#### Supplied data

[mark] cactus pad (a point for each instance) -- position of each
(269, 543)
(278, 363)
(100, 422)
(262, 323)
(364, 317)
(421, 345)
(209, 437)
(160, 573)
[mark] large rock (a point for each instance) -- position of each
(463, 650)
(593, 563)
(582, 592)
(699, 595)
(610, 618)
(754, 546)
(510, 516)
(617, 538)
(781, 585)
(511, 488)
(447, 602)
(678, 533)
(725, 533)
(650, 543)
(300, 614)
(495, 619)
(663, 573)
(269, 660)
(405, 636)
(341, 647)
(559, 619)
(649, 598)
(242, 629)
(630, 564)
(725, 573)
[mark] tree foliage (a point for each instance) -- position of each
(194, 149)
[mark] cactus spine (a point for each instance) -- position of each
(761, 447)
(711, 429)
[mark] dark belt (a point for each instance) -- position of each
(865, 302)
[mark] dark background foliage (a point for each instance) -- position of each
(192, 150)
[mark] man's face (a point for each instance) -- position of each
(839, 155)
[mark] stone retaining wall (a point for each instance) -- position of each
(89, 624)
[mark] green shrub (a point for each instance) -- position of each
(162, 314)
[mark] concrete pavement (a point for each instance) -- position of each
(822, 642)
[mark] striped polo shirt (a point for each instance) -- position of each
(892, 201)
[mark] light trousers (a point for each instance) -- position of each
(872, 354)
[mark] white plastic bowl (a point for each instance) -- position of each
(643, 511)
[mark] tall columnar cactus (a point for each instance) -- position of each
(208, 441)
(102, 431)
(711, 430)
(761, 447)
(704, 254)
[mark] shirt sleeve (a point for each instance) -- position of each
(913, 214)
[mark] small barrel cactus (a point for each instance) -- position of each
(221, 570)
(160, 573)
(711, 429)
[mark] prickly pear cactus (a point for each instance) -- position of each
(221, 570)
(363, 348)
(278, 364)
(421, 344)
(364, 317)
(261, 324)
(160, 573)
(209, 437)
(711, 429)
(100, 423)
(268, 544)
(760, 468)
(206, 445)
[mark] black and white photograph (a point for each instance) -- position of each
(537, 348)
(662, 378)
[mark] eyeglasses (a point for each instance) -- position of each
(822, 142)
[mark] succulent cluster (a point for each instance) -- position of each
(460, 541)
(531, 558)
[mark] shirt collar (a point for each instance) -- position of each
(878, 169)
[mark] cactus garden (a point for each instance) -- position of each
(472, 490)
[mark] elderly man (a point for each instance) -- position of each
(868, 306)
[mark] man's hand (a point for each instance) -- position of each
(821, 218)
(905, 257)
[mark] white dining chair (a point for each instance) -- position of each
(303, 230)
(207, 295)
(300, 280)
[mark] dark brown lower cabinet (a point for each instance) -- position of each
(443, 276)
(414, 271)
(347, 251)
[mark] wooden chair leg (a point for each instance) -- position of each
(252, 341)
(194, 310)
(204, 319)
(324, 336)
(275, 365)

#### Your goal
Copy out all the records exactly.

#### Answer box
[mark] cactus pad (a point for each instance) -- position of each
(269, 543)
(278, 363)
(100, 422)
(262, 323)
(364, 317)
(421, 345)
(209, 437)
(160, 573)
[mark] large rock (a point for each instance) -- position of each
(463, 650)
(593, 563)
(582, 592)
(699, 595)
(610, 618)
(754, 546)
(510, 516)
(617, 538)
(781, 585)
(511, 488)
(447, 602)
(678, 533)
(725, 533)
(650, 543)
(300, 614)
(495, 619)
(663, 573)
(269, 660)
(405, 636)
(341, 647)
(559, 619)
(649, 598)
(242, 629)
(630, 564)
(725, 573)
[mark] tree foliage (a point for each instance) -- position of each
(194, 149)
[mark] cactus spine (a point for each instance) -- position of each
(761, 447)
(711, 429)
[mark] dark belt (a point for each instance) -- position of each
(865, 302)
[mark] dark background foliage (a point for each instance) -- position of each
(192, 150)
[mark] man's face (a point for each instance) -- position of each
(839, 155)
[mark] stone retaining wall (a point for each instance) -- position of each
(89, 624)
[mark] green shrub (a point for each instance) -- position of each
(162, 314)
[mark] concrete pavement (a point for each instance) -- position of each
(822, 642)
[mark] striped polo shirt (a point for each instance) -- position of each
(892, 201)
[mark] light trousers (a point for each instance) -- position of each
(872, 354)
[mark] white plastic bowl (a point for each instance) -- position of each
(643, 511)
[mark] tall columnar cactus (a point for each instance) -- position of each
(208, 441)
(102, 431)
(711, 430)
(761, 447)
(704, 254)
[mark] shirt sleeve (a point for each instance) -- position of each
(913, 214)
[mark] small barrel cactus (a point for each instance) -- position of each
(221, 570)
(160, 573)
(711, 429)
[mark] prickly pear cactus (a point for each instance) -- position of each
(221, 570)
(363, 348)
(278, 364)
(421, 344)
(364, 317)
(261, 324)
(160, 573)
(209, 437)
(711, 429)
(100, 423)
(268, 544)
(760, 468)
(206, 445)
[mark] black and white photograph (a point for each instance) -- position of each
(537, 348)
(662, 378)
[mark] eyeglasses (a point for each instance) -- position of each
(822, 142)
[mark] succulent cluster (a point for each instance) -- position of each
(460, 541)
(531, 558)
[mark] shirt collar (a point for each instance) -- position of each
(878, 169)
[mark] cactus garden (a point for each instance) -- position of each
(472, 490)
[mark] elderly man (a point for each instance) -- position of each
(868, 306)
[mark] man's hand (a point for each instance) -- position of each
(821, 218)
(905, 257)
[mark] white dining chair (a point for each instance) -- position of each
(303, 230)
(207, 295)
(300, 280)
[mark] dark brown lower cabinet (a point for each instance) -- position of each
(443, 276)
(414, 271)
(347, 251)
[mark] wooden chair leg (a point for each instance) -- position of each
(252, 341)
(194, 310)
(204, 319)
(324, 336)
(275, 365)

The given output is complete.